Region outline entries
········

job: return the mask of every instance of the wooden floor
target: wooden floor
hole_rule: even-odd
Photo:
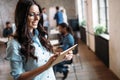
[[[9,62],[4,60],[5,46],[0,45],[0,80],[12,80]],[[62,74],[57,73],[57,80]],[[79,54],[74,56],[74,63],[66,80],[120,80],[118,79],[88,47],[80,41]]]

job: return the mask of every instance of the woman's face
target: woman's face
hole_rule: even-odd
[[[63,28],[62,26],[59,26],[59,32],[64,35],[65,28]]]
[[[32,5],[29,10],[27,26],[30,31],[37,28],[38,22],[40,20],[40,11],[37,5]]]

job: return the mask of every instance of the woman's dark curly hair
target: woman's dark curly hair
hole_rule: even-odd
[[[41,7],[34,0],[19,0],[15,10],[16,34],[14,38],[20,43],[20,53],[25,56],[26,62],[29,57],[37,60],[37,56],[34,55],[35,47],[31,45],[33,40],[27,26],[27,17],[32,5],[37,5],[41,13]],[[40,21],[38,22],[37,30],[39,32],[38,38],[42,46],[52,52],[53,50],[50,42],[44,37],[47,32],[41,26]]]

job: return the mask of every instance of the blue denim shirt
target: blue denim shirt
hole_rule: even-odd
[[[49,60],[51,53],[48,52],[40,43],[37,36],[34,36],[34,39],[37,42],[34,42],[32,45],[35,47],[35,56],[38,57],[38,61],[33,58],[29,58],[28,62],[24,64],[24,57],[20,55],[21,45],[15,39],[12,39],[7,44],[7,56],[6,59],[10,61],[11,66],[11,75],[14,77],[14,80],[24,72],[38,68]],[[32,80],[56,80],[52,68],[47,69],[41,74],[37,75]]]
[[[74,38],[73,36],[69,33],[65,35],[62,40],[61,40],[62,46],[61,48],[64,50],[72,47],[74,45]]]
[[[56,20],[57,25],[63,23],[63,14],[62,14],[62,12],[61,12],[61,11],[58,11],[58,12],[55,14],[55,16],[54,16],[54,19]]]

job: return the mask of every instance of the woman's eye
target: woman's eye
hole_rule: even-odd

········

EXERCISE INSTRUCTIONS:
Please rewrite all the items above, swapping "even-odd" for "nonzero" everywhere it occurs and keeping everything else unchanged. Omit the pictures from your output.

FULL RESPONSE:
job: return the mask of every instance of the wooden floor
target: wooden floor
hole_rule: nonzero
Photo:
[[[9,62],[4,60],[5,46],[0,45],[0,80],[12,80]],[[62,74],[57,73],[57,80]],[[79,54],[74,56],[74,63],[66,80],[120,80],[118,79],[88,47],[80,41]]]

job: return the mask of every instance of the woman's face
target: woman's face
hole_rule: nonzero
[[[63,28],[62,26],[59,26],[59,32],[64,35],[65,28]]]
[[[32,5],[29,10],[27,26],[30,31],[37,28],[38,22],[40,20],[40,11],[37,5]]]

job: return the mask of every instance of the woman's dark curly hair
target: woman's dark curly hair
hole_rule: nonzero
[[[41,7],[34,0],[19,0],[15,10],[16,34],[14,38],[20,43],[20,53],[25,56],[26,62],[29,57],[37,60],[37,56],[34,55],[35,47],[31,45],[33,40],[27,26],[27,17],[32,5],[37,5],[41,13]],[[40,21],[38,22],[37,30],[39,32],[38,38],[42,46],[52,52],[53,50],[50,42],[44,37],[47,32],[41,26]]]

job: return the mask of every instance of the blue denim shirt
target: blue denim shirt
hole_rule: nonzero
[[[49,60],[51,53],[48,52],[40,43],[37,36],[34,36],[34,39],[37,42],[34,42],[32,45],[35,47],[35,56],[38,57],[38,61],[33,58],[29,58],[28,62],[24,64],[24,57],[20,55],[21,45],[15,39],[12,39],[7,44],[7,56],[6,59],[10,61],[11,66],[11,75],[14,77],[14,80],[24,72],[38,68]],[[32,80],[56,80],[52,68],[47,69],[41,74],[37,75]]]
[[[74,38],[73,36],[69,33],[65,35],[62,40],[61,40],[62,46],[61,48],[64,50],[72,47],[74,45]]]
[[[56,20],[57,25],[63,23],[63,14],[62,14],[62,12],[61,12],[61,11],[58,11],[58,12],[55,14],[55,16],[54,16],[54,19]]]

job: return the mask of every instance of the woman's eye
target: woman's eye
hole_rule: nonzero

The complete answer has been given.